*Excerpted passage:*
Acquisition of Minera Guangshou Ecuador S.A.:
The Company entered into a letter of intent (the "Letter of Intent") with GS International Mining Co., Ltd. ("GSI") dated effective January 4, 2013, as amended March 20, 2013, with respect to the Company's acquisition (the "Acquisition") of Minera Guangshou Ecuador S.A. ("Guangshou") of Ecuador, owned 95% by GSI and 5% by World Pearl Group Limited ("WPG"). Guangshou holds a 70% interest in the Ecuador company, JV Chinapintza Mining S.A. which holds a 100% beneficial interest in and title to an Ecuador gold mineral property located in the Viche Conguime I Concession of the Condor Gold Project in the Zamora Province of Ecuador (the "Chinapintza Property").
The Company completed the Acquisition by way of a three cornered amalgamation (the "Amalgamation") among, the Company, 0964675 B.C. Ltd., a wholly-owned subsidiary of the Company incorporated under the laws of British Columbia, ("BB Subco") and Guangshou Ecuador Minerals Ltd., a subsidiary of GSI, incorporated under the laws of British Columbia ("GSI Subco"), resulting in GSI Subco as the new holder of 100% of Guangshou immediately prior to completion of the Acquisition.

Bounding box annotation entries:
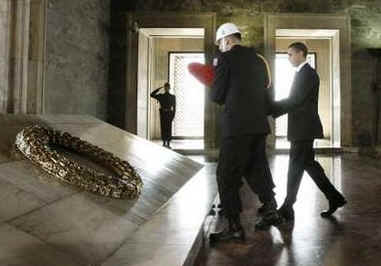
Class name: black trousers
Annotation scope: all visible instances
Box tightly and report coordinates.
[160,109,173,141]
[285,140,342,206]
[217,134,275,219]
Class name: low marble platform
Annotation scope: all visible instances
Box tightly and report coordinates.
[0,115,216,266]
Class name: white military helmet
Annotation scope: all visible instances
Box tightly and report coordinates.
[215,22,241,45]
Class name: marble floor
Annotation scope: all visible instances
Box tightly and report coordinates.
[195,153,381,266]
[0,114,211,266]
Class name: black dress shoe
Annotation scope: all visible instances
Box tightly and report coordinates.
[278,205,295,221]
[255,210,283,230]
[320,198,347,218]
[209,228,245,244]
[257,200,277,215]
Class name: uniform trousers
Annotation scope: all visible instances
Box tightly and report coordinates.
[217,134,275,219]
[160,108,173,141]
[284,140,342,206]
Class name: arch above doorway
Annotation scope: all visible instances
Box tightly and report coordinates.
[110,12,217,149]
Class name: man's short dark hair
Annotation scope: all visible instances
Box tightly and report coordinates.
[288,42,308,57]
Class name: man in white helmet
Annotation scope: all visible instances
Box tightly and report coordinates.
[210,23,280,242]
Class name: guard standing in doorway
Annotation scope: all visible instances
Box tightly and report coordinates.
[151,82,176,148]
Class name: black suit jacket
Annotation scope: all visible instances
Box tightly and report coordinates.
[273,64,323,141]
[210,45,270,138]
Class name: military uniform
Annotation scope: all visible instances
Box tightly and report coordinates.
[151,88,176,146]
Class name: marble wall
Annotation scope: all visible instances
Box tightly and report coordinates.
[44,0,111,120]
[0,0,10,113]
[113,0,381,144]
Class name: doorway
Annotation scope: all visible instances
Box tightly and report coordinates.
[137,28,205,149]
[121,12,218,152]
[274,29,340,149]
[264,14,352,149]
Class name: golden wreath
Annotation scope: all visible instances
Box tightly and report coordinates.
[15,125,143,199]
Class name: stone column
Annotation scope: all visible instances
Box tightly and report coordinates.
[0,0,11,113]
[8,0,30,113]
[26,0,48,114]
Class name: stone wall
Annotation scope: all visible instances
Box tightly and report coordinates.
[44,0,110,120]
[114,0,381,144]
[0,0,10,113]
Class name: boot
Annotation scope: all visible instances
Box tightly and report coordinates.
[320,195,347,218]
[257,199,277,215]
[255,210,283,230]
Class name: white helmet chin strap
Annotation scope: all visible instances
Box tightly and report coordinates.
[220,38,227,53]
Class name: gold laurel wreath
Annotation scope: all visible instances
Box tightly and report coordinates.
[15,125,143,199]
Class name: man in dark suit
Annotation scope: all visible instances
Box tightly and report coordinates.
[273,42,346,220]
[210,23,280,242]
[151,82,176,148]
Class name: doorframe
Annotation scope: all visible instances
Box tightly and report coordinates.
[120,12,217,149]
[264,13,352,147]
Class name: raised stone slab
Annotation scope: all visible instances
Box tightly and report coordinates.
[0,115,208,265]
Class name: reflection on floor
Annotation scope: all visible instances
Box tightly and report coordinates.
[196,154,381,266]
[275,137,332,149]
[153,139,204,150]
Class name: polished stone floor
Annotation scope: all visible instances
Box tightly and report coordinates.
[196,153,381,266]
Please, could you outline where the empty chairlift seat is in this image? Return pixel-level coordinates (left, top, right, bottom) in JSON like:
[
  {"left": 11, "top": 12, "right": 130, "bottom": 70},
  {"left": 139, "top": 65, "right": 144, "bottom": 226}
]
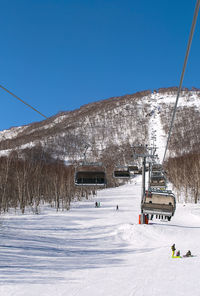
[{"left": 113, "top": 167, "right": 130, "bottom": 179}]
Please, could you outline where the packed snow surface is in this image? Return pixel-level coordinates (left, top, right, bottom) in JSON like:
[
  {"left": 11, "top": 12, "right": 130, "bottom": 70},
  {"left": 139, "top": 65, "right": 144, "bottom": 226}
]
[{"left": 0, "top": 176, "right": 200, "bottom": 296}]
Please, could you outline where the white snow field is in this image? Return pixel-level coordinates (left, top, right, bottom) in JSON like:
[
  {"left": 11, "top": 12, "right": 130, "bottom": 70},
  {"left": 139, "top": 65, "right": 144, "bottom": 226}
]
[{"left": 0, "top": 176, "right": 200, "bottom": 296}]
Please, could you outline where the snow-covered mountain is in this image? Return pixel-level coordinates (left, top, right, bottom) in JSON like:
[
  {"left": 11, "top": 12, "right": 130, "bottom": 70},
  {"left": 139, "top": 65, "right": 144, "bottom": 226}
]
[{"left": 0, "top": 87, "right": 200, "bottom": 160}]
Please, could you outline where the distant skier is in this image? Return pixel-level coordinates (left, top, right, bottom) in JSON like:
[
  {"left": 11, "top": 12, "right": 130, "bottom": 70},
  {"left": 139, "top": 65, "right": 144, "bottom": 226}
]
[
  {"left": 171, "top": 244, "right": 176, "bottom": 257},
  {"left": 184, "top": 250, "right": 192, "bottom": 257}
]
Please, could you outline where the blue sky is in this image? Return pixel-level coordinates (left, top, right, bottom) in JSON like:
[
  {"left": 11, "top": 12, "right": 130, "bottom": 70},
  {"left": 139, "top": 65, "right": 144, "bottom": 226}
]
[{"left": 0, "top": 0, "right": 200, "bottom": 130}]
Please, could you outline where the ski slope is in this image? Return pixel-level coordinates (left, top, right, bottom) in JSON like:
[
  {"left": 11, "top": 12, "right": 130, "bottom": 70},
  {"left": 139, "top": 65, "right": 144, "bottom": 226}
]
[{"left": 0, "top": 176, "right": 200, "bottom": 296}]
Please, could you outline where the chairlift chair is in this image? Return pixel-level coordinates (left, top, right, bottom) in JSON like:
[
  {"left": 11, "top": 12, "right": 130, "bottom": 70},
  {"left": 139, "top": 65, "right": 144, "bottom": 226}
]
[
  {"left": 128, "top": 165, "right": 139, "bottom": 175},
  {"left": 113, "top": 166, "right": 131, "bottom": 179},
  {"left": 141, "top": 189, "right": 176, "bottom": 221}
]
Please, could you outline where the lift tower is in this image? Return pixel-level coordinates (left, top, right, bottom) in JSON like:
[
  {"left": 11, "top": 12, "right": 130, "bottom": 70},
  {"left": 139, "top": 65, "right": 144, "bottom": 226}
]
[{"left": 133, "top": 145, "right": 156, "bottom": 224}]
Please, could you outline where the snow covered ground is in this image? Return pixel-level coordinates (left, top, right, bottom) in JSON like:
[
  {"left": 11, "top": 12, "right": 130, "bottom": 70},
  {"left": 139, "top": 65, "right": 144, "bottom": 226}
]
[{"left": 0, "top": 176, "right": 200, "bottom": 296}]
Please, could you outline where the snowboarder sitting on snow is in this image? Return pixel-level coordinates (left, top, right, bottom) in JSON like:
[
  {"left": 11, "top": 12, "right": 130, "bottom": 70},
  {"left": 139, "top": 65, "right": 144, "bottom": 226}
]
[
  {"left": 185, "top": 250, "right": 192, "bottom": 257},
  {"left": 171, "top": 244, "right": 176, "bottom": 257}
]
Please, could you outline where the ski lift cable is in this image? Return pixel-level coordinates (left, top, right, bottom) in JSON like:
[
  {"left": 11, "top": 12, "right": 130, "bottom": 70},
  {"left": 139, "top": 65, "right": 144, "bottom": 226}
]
[
  {"left": 0, "top": 85, "right": 48, "bottom": 118},
  {"left": 162, "top": 0, "right": 200, "bottom": 163}
]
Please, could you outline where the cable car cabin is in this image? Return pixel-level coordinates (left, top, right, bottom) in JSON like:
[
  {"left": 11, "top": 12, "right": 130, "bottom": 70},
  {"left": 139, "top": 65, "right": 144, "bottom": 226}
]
[
  {"left": 141, "top": 190, "right": 176, "bottom": 221},
  {"left": 113, "top": 168, "right": 131, "bottom": 179},
  {"left": 75, "top": 165, "right": 106, "bottom": 186}
]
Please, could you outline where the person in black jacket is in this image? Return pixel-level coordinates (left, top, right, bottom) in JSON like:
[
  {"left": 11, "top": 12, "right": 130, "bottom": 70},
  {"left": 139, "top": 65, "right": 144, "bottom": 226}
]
[{"left": 171, "top": 244, "right": 176, "bottom": 257}]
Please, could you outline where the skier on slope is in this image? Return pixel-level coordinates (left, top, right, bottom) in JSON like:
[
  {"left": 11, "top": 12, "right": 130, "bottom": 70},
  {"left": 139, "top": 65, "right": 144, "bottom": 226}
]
[
  {"left": 171, "top": 244, "right": 176, "bottom": 257},
  {"left": 184, "top": 250, "right": 192, "bottom": 257}
]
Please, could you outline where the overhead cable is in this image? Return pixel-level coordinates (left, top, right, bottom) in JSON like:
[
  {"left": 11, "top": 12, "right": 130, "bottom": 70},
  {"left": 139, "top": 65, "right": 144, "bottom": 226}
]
[
  {"left": 163, "top": 0, "right": 200, "bottom": 162},
  {"left": 0, "top": 85, "right": 48, "bottom": 118}
]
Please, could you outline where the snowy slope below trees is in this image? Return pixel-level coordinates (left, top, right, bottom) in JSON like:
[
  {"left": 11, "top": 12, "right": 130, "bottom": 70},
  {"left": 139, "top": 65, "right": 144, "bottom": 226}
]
[
  {"left": 0, "top": 88, "right": 200, "bottom": 161},
  {"left": 0, "top": 176, "right": 200, "bottom": 296}
]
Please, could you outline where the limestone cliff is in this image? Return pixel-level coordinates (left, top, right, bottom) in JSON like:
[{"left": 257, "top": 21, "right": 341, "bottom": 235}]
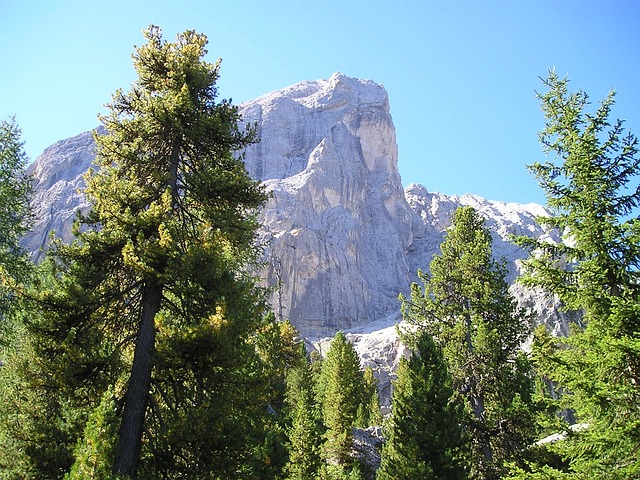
[{"left": 23, "top": 73, "right": 565, "bottom": 342}]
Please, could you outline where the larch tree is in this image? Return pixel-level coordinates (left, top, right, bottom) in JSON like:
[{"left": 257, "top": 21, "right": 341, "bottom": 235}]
[
  {"left": 376, "top": 331, "right": 470, "bottom": 480},
  {"left": 0, "top": 118, "right": 32, "bottom": 345},
  {"left": 519, "top": 70, "right": 640, "bottom": 479},
  {"left": 0, "top": 26, "right": 268, "bottom": 478},
  {"left": 286, "top": 345, "right": 324, "bottom": 480},
  {"left": 401, "top": 206, "right": 533, "bottom": 479},
  {"left": 320, "top": 332, "right": 364, "bottom": 470}
]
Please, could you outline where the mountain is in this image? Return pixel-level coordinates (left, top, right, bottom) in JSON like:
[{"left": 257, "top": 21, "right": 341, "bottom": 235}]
[{"left": 23, "top": 73, "right": 567, "bottom": 343}]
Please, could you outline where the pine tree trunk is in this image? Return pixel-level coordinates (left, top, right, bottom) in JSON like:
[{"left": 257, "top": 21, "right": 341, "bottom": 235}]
[{"left": 113, "top": 282, "right": 162, "bottom": 475}]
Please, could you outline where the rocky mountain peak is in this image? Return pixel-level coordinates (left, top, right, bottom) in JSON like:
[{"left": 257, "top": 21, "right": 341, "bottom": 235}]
[{"left": 23, "top": 73, "right": 557, "bottom": 338}]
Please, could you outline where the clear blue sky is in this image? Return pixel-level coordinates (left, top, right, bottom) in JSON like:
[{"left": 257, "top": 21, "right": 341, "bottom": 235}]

*Short problem 1:* From the passage on the Guangshou acquisition, list every company identified by its full legal name, not counting the one referred to only as "the Company."
*Short problem 2:* According to the passage on the Guangshou acquisition, what share of Minera Guangshou Ecuador S.A. was owned by World Pearl Group Limited?
*Short problem 3:* Translate this sentence from the passage on the Guangshou acquisition into Spanish: "Guangshou holds a 70% interest in the Ecuador company, JV Chinapintza Mining S.A. which holds a 100% beneficial interest in and title to an Ecuador gold mineral property located in the Viche Conguime I Concession of the Condor Gold Project in the Zamora Province of Ecuador (the "Chinapintza Property")."

*Expected answer 1:*
- GS International Mining Co., Ltd.
- Minera Guangshou Ecuador S.A.
- World Pearl Group Limited
- JV Chinapintza Mining S.A.
- 0964675 B.C. Ltd.
- Guangshou Ecuador Minerals Ltd.

*Expected answer 2:* World Pearl Group Limited owned 5% of Minera Guangshou Ecuador S.A.

*Expected answer 3:* Guangshou posee una participación del 70% en la empresa ecuatoriana JV Chinapintza Mining S.A., la cual posee una participación beneficiaria del 100% y la titularidad de una propiedad minera de oro ecuatoriana ubicada en la Concesión Viche Conguime I del Proyecto Aurífero Cóndor, en la provincia de Zamora, Ecuador (la "Propiedad Chinapintza").